▸ **What you have to do**: How many lines in the rows below contain the string "target"? Reply with the number alone.

▸ **Material shown**:

----

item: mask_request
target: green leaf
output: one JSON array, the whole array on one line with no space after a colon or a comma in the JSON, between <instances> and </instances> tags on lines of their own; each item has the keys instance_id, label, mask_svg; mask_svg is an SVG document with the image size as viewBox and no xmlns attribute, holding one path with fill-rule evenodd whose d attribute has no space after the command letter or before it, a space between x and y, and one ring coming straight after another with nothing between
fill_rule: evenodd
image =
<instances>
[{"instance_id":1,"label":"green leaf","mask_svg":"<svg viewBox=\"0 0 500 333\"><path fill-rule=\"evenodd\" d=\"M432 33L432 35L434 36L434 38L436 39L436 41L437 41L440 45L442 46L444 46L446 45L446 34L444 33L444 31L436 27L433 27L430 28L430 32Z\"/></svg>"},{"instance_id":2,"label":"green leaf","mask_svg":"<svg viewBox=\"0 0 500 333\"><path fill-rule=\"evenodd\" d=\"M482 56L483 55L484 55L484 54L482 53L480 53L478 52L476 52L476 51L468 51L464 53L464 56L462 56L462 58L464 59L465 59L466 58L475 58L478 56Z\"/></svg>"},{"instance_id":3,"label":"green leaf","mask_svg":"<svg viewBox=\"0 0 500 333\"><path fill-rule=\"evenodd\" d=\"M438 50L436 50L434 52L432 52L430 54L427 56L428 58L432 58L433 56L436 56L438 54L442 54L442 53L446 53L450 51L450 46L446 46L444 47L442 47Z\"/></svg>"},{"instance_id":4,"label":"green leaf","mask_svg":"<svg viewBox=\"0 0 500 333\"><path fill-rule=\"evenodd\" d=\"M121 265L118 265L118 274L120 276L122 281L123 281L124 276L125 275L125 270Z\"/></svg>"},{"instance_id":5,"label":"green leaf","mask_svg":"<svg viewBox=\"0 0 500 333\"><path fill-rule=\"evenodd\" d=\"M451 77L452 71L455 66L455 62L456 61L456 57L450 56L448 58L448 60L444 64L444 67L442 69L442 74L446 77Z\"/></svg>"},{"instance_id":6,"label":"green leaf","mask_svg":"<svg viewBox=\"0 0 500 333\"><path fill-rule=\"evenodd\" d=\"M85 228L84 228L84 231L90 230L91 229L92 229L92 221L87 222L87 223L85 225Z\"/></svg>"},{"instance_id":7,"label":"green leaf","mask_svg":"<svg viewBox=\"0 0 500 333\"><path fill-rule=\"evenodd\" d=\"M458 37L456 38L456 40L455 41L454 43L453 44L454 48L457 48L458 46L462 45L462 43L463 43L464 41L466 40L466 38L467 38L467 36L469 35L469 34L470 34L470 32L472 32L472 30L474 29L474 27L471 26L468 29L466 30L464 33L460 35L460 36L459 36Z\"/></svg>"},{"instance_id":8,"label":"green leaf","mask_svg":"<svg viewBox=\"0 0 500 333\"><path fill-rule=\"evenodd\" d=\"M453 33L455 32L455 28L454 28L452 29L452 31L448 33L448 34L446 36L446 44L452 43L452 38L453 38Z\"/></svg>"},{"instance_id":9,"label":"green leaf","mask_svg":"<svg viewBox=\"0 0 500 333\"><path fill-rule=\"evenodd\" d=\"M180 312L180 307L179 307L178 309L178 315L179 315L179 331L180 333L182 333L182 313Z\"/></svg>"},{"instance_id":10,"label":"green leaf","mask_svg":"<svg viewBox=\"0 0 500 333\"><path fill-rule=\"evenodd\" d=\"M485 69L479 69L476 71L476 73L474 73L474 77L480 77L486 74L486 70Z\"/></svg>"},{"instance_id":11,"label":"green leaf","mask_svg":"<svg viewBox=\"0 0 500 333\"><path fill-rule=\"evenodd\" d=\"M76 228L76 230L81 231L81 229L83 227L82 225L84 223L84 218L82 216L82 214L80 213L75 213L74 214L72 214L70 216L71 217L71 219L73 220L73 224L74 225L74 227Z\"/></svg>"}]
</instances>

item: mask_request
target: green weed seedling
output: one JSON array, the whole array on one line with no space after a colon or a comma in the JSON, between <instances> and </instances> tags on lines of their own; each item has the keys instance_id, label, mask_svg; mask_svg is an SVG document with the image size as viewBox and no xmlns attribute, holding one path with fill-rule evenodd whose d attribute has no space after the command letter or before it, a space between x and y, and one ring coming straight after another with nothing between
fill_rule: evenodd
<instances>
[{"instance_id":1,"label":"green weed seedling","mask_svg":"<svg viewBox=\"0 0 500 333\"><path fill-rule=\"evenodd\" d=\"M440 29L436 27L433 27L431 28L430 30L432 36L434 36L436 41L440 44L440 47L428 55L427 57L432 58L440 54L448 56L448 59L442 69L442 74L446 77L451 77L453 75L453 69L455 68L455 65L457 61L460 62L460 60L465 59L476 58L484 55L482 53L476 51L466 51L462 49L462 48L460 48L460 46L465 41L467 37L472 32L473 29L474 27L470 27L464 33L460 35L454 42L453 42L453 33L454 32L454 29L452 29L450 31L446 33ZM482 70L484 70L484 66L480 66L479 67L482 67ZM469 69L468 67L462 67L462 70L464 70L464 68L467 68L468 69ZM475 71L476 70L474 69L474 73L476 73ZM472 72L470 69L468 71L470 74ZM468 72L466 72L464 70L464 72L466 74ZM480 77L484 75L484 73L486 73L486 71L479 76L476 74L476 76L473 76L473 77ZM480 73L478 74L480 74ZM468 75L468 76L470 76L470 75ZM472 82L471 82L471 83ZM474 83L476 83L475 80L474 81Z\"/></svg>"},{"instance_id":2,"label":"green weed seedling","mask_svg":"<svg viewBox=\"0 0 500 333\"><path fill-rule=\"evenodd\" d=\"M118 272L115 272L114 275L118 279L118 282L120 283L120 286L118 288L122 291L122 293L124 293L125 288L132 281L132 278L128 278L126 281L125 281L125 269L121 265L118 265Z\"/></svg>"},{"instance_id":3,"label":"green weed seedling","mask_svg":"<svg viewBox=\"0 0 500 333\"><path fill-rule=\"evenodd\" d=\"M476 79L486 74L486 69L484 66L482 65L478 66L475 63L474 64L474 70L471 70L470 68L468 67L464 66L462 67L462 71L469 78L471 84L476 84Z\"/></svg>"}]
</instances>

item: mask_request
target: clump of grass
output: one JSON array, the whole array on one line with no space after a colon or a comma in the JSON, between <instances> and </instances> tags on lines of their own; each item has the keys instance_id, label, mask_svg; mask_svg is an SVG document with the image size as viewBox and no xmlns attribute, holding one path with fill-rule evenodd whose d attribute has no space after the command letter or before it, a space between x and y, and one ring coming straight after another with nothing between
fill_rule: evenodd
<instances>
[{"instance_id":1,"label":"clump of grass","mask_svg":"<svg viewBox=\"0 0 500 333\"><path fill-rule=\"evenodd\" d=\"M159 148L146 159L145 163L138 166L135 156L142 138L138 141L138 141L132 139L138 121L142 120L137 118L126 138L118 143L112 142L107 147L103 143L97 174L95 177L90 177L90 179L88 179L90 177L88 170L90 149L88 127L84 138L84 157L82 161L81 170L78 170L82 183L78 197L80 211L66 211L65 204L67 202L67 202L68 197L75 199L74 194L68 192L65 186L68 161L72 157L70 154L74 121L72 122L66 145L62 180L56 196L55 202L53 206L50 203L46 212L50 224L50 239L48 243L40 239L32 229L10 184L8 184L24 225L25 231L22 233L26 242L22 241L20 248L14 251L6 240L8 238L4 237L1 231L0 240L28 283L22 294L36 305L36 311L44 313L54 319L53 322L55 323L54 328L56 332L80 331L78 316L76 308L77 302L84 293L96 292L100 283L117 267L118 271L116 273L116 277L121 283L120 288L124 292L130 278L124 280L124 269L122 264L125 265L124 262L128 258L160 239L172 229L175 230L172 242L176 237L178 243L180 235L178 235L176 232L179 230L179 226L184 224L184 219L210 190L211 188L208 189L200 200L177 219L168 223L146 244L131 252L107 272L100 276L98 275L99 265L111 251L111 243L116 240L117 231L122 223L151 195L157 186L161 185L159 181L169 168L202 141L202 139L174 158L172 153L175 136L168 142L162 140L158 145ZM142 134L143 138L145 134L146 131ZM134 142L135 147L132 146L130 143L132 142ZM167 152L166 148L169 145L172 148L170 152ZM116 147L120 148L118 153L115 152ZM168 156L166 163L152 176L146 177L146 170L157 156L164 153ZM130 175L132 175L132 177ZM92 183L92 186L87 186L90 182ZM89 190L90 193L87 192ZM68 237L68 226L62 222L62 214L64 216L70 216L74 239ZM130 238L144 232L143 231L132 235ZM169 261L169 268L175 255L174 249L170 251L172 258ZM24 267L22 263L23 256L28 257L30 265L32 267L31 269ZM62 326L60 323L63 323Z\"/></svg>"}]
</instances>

----

▸ **Solution below**: 3